What is being asked: Present the part of the material below that opens with the line containing "TARGET = sand surface" and runs through the end of the material as a numbered list, leaving out any blank lines.

Records shown:

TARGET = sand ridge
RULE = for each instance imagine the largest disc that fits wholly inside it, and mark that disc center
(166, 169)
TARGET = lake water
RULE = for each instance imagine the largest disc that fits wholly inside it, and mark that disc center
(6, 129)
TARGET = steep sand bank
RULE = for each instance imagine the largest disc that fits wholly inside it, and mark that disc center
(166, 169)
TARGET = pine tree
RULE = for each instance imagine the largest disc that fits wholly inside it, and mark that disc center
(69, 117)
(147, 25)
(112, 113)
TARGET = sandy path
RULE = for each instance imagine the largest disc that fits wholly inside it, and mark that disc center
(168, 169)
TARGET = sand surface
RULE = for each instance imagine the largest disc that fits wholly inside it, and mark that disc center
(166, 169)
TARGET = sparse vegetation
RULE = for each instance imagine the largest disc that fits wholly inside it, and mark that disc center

Correct output:
1. TARGET = sand surface
2. RULE = for each instance imagine the largest disc that fits wholly inside it, and mark that disc center
3. (166, 169)
4. TARGET = sparse vegetation
5. RULE = for each instance imagine the largest disc that fits wholly inside it, and mark that disc center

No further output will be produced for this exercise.